**What is asked**
1 > From the bug thread excerpt, reproduce the part that opens with the words containing "I did and saw" and closes with "the correct approach.".
2 > In the bug thread excerpt, the commenter admits to missing a REG_UNUSED note. Which register was it for?

2012-01-12 Thread ebotcazou at gcc dot gnu.org
http://gcc.gnu.org/bugzilla/show_bug.cgi?id=51821

Eric Botcazou  changed:

   What|Removed |Added

 Status|ASSIGNED|NEW
 AssignedTo|ebotcazou at gcc dot|unassigned at gcc dot
   |gnu.org |gnu.org

--- Comment #15 from Eric Botcazou  2012-01-12 
13:20:01 UTC ---
> Please look into "peep2_insn_data[from].live_before" array and
> "peep2_insn_data[from+1].live_before". You will see that the difference is 
> only in ax register. This array is set with df_simulate_one_insn_forwards,
> and this particular function indeed clears set hard registers when REG_UNUSED
> note is found (this is OK for live analysis).

I did and saw exactly that.  The problem is that I missed the REG_UNUSED note
for edx among the 3 other notes (and also that you specifically mentioned it in
the comment #9).  OK, DF appears to be correct here, or at least consistent.

> and since the difference between live registers before/after the insn is only
> ax register, the loop claims others (including dx reg) as "available". The
> calculation, which register is _NOT_CLOBBERED_ by the pattern from "live"
> information is thus not enough, we have to look into the pattern and mark all
> hard registers that are set or clobbered as _NOT_AVAILABLE_ in the register
> set.

Yes, this seems to be the correct approach.

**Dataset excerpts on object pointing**
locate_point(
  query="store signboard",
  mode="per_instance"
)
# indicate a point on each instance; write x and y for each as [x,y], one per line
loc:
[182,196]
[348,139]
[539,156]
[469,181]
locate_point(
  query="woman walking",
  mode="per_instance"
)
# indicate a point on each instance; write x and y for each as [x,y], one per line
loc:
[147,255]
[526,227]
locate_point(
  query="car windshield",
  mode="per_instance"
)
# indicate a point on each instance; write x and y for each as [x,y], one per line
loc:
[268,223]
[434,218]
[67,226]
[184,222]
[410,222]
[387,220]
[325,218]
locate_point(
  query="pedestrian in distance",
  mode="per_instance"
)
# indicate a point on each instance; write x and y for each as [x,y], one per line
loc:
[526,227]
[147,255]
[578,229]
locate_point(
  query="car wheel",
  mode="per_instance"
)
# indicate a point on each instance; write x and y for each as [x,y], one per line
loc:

**Responses per task**
1 >
I did and saw exactly that.  The problem is that I missed the REG_UNUSED note
for edx among the 3 other notes (and also that you specifically mentioned it in
the comment #9).  OK, DF appears to be correct here, or at least consistent.

> and since the difference between live registers before/after the insn is only
> ax register, the loop claims others (including dx reg) as "available". The
> calculation, which register is _NOT_CLOBBERED_ by the pattern from "live"
> information is thus not enough, we have to look into the pattern and mark all
> hard registers that are set or clobbered as _NOT_AVAILABLE_ in the register
> set.

Yes, this seems to be the correct approach.

2 > edx